### Brief
Swap each "even-odd fill rule" in the data below for "nonzero winding rule". Leave everything else unchanged.

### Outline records
• • • • •
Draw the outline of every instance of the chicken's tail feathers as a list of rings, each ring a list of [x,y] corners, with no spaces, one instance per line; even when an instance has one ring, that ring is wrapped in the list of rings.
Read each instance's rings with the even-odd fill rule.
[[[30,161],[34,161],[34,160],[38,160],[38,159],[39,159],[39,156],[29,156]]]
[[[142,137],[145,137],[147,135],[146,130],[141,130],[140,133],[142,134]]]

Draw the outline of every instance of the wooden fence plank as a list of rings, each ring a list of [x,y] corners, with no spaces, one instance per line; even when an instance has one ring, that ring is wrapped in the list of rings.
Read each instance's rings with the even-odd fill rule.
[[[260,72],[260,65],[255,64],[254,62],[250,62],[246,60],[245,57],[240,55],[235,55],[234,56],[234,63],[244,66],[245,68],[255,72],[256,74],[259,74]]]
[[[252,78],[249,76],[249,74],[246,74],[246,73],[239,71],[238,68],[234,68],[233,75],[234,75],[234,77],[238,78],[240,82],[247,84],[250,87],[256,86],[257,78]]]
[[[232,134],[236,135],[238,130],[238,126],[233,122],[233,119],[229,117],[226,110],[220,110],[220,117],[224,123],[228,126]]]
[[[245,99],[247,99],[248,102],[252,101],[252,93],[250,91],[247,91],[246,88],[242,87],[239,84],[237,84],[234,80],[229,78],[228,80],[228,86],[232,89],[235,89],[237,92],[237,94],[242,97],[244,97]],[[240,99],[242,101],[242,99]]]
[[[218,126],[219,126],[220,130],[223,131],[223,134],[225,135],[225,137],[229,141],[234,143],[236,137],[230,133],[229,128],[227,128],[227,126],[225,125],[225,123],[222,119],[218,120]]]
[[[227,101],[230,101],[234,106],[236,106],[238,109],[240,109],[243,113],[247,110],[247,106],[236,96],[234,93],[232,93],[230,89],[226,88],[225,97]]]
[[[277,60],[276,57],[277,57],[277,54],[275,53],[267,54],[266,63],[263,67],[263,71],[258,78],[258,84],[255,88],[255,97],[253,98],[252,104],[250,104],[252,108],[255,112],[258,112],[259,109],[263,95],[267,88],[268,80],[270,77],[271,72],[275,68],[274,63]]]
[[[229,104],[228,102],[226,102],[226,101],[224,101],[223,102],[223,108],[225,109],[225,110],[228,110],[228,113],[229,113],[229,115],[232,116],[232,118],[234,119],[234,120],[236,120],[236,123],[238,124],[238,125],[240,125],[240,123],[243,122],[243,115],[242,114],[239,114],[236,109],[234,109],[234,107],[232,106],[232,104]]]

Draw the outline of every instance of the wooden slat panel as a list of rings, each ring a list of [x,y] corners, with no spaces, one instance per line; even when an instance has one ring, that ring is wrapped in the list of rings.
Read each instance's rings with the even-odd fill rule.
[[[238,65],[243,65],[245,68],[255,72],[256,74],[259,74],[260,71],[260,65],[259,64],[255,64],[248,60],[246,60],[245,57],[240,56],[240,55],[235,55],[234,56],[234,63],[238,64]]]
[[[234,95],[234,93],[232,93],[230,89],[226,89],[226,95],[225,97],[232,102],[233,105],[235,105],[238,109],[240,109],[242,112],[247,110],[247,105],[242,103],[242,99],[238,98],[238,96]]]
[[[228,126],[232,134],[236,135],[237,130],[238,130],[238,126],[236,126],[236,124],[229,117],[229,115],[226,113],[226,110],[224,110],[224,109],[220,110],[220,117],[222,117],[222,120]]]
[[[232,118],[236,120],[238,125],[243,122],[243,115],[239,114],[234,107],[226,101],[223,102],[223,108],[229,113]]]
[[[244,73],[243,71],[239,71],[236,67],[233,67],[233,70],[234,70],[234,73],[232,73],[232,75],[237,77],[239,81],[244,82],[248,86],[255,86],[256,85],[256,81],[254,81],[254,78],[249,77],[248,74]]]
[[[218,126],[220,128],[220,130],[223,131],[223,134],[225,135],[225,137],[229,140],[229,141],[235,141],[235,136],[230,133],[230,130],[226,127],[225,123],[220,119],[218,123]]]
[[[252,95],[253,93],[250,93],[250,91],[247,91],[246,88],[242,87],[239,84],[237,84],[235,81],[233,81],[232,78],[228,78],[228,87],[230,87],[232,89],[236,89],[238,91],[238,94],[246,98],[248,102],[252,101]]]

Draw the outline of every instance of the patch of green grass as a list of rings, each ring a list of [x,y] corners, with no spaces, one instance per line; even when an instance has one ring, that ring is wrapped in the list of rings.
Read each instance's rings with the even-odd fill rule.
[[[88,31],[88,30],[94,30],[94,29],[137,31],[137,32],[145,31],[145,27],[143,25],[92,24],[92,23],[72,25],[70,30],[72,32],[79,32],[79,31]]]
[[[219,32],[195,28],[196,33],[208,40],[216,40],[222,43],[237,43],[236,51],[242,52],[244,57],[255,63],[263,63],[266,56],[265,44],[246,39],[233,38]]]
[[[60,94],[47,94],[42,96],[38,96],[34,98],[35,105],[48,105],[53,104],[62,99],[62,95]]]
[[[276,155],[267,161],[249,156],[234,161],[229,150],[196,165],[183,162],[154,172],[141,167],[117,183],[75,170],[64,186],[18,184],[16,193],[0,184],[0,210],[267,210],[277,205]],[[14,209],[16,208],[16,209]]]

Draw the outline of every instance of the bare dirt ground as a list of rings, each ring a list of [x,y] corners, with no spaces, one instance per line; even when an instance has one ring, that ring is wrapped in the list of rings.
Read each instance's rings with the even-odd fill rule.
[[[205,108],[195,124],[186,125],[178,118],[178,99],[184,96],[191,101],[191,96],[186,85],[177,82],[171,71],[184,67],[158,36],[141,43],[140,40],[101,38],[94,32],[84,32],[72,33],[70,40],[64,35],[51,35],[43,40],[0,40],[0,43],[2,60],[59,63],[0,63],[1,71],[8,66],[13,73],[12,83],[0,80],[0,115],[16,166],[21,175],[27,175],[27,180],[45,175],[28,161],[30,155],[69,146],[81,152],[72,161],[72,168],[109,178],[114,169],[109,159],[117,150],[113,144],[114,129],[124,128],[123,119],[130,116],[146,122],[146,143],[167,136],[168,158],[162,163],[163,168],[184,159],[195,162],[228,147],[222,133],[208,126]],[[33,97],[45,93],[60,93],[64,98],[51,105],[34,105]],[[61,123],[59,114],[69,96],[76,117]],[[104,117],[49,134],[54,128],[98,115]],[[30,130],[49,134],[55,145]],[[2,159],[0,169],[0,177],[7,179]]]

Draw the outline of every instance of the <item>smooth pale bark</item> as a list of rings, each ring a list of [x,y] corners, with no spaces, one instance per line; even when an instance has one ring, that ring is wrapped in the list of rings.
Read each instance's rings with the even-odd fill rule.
• • • • •
### Exercise answer
Draw the outline of every instance of the chicken's tail feathers as a list of rings, each ring a list of [x,y] corners, with no spaces, one instance per line; even when an instance has one ring, that ring is wrapped in the list of rings.
Read each instance's rings with the nonzero winding rule.
[[[30,161],[34,161],[34,160],[38,160],[38,159],[39,159],[39,156],[29,156]]]
[[[142,137],[145,137],[147,135],[146,130],[141,130],[140,133],[142,134]]]

Draw the outline of every instance of the wooden fence plank as a list of rings, each ring a list of [x,y] corners, with no spaces, one instance per line; even when an instance has one ring, that ring is wrapped in the list of rings.
Read each instance's rings with the nonzero winding rule.
[[[260,72],[260,65],[255,64],[254,62],[250,62],[246,60],[245,57],[240,55],[235,55],[234,56],[234,63],[244,66],[245,68],[255,72],[256,74],[259,74]]]
[[[252,78],[249,76],[249,74],[246,74],[246,73],[239,71],[238,68],[234,68],[233,75],[234,75],[234,77],[238,78],[240,82],[247,84],[250,87],[256,86],[257,78]]]
[[[232,134],[236,135],[238,130],[238,126],[233,122],[233,119],[229,117],[226,110],[220,110],[220,117],[224,123],[228,126]]]
[[[245,99],[247,99],[248,102],[252,101],[252,93],[250,91],[247,91],[246,88],[242,87],[239,84],[237,84],[234,80],[229,78],[228,80],[228,86],[232,89],[235,89],[237,92],[237,94],[242,97],[244,97]],[[240,99],[242,101],[242,99]]]
[[[218,126],[219,126],[220,130],[223,131],[223,134],[225,135],[225,137],[229,141],[234,143],[236,137],[230,133],[229,128],[227,128],[227,126],[225,125],[225,123],[222,119],[218,120]]]
[[[227,101],[230,101],[234,106],[236,106],[238,109],[240,109],[243,113],[247,110],[247,106],[236,96],[234,93],[232,93],[230,89],[226,88],[225,97]]]
[[[277,60],[276,57],[277,57],[277,54],[275,53],[267,54],[266,63],[263,67],[263,71],[258,78],[258,84],[255,88],[255,97],[253,98],[252,104],[250,104],[252,108],[255,112],[258,112],[259,109],[263,95],[267,88],[268,80],[270,77],[271,72],[275,68],[274,63]]]
[[[229,104],[228,102],[226,102],[226,101],[224,101],[223,102],[223,108],[225,109],[225,110],[228,110],[228,113],[229,113],[229,115],[232,116],[232,118],[234,119],[234,120],[236,120],[236,123],[238,124],[238,125],[240,125],[240,123],[243,122],[243,115],[242,114],[239,114],[236,109],[234,109],[234,107],[232,106],[232,104]]]

Draw the outline of every instance of the wooden slat panel as a list of rings, each ring a list of [x,y] corners, with no spaces, one instance per line; even when an instance has one ring, that ring is wrapped in the list of rings.
Read each instance's rings with the nonzero winding rule.
[[[238,65],[243,65],[245,68],[255,72],[256,74],[259,74],[260,71],[260,65],[259,64],[255,64],[248,60],[246,60],[245,57],[240,56],[240,55],[235,55],[234,56],[234,63],[238,64]]]
[[[234,95],[234,93],[232,93],[230,89],[226,89],[226,95],[225,97],[232,102],[233,105],[235,105],[238,109],[240,109],[242,112],[247,110],[247,105],[242,103],[242,99],[238,98],[238,96]]]
[[[228,126],[232,134],[236,135],[237,130],[238,130],[238,126],[236,126],[236,124],[229,117],[229,115],[226,113],[226,110],[224,110],[224,109],[220,110],[220,117],[222,117],[222,120]]]
[[[232,118],[236,120],[238,125],[243,122],[243,115],[239,114],[234,107],[226,101],[223,102],[223,108],[229,113]]]
[[[244,73],[243,71],[239,71],[236,67],[233,67],[233,70],[234,70],[234,73],[232,73],[232,75],[237,77],[239,81],[244,82],[248,86],[255,86],[256,85],[256,81],[254,81],[254,78],[249,77],[248,74]]]
[[[218,126],[220,128],[220,130],[223,131],[223,134],[225,135],[225,137],[229,140],[229,141],[235,141],[235,136],[230,133],[230,130],[226,127],[225,123],[220,119],[218,123]]]
[[[252,95],[253,93],[250,93],[250,91],[247,91],[246,88],[242,87],[239,84],[237,84],[235,81],[233,81],[232,78],[228,78],[228,87],[230,87],[232,89],[236,89],[238,91],[238,94],[246,98],[248,102],[252,101]]]

Draw the outline of every instance of the patch of green grass as a list of rings, each ring a list of [x,y] corners, with no spaces, one instance per line; even when an instance has one ring, that ring is wrapped in the list of rings.
Read each instance's rings with the nonzero winding rule.
[[[88,31],[88,30],[94,30],[94,29],[137,31],[137,32],[145,31],[145,27],[143,25],[92,24],[92,23],[72,25],[70,30],[72,32],[79,32],[79,31]]]
[[[219,32],[195,28],[196,33],[208,40],[216,40],[222,43],[237,43],[236,51],[242,52],[244,57],[255,63],[263,63],[266,56],[265,44],[246,39],[233,38]]]
[[[60,94],[47,94],[42,96],[38,96],[34,98],[35,105],[48,105],[53,104],[62,99],[62,95]]]
[[[276,155],[267,161],[249,156],[234,161],[229,150],[196,165],[183,162],[154,172],[141,167],[117,183],[75,170],[64,186],[18,184],[16,193],[0,184],[0,210],[267,210],[277,205]],[[14,209],[16,208],[16,209]]]

Draw the outline of every instance of the bare dirt ground as a list of rings, each ring a list of [x,y] corners, with no spaces, one instance per line; even when an instance has one ring, that ring is wrapped in the list of rings.
Read each instance's rings with the nonzero winding rule.
[[[205,108],[195,124],[186,125],[178,118],[178,99],[184,96],[191,101],[191,96],[186,85],[177,82],[171,71],[184,67],[158,36],[141,43],[140,40],[101,38],[94,32],[84,32],[72,33],[70,40],[64,35],[51,35],[43,40],[0,40],[0,43],[2,60],[59,63],[0,63],[1,71],[8,66],[13,73],[12,83],[0,80],[0,115],[16,166],[21,175],[27,175],[27,180],[45,175],[28,161],[30,155],[69,146],[81,152],[72,161],[72,168],[109,178],[114,169],[109,159],[117,150],[113,144],[114,129],[124,128],[123,119],[130,116],[146,122],[146,143],[167,136],[168,158],[162,163],[163,168],[184,159],[195,162],[228,147],[222,133],[208,126]],[[33,97],[45,93],[60,93],[64,98],[51,105],[34,105]],[[61,123],[59,114],[69,96],[76,117]],[[104,117],[49,134],[54,128],[98,115]],[[30,130],[49,134],[55,145]],[[2,159],[0,169],[0,177],[7,179]]]

Draw the outline of every instance of the <item>smooth pale bark</item> as a list of rings, each ring a list of [x,y] corners, with no spaces, one instance per line; even when an instance has one ring, that ring is wrapped in the list of rings.
Read each instance's rings with the nonzero winding rule.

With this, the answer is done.